◆ Raw records ◆
.....

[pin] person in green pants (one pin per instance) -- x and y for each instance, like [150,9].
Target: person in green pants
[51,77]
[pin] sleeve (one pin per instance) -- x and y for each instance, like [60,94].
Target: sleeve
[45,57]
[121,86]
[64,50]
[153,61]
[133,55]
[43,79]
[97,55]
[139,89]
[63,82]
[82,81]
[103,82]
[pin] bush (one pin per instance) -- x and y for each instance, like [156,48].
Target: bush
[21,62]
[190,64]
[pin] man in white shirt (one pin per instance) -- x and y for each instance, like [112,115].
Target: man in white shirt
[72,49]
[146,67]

.....

◆ What is being asked ◆
Please copy all of the items above line for line, with no changes.

◆ Written response ◆
[pin] person in green pants (one pin per instance) -- x and y for each instance, like [150,9].
Target: person in green pants
[51,77]
[pin] sleeve (one pin per instance) -- x and y for each instance, like [60,94].
Target: sleeve
[45,57]
[121,86]
[64,50]
[153,61]
[133,55]
[43,79]
[97,55]
[139,89]
[63,82]
[82,81]
[103,82]
[pin] bush (one pin per instance) -- x and y for each instance, like [156,48].
Target: bush
[21,62]
[190,64]
[pin] man in white shirt (one pin per instance) -- x and y for each instance, like [112,115].
Target: man in white shirt
[72,49]
[146,67]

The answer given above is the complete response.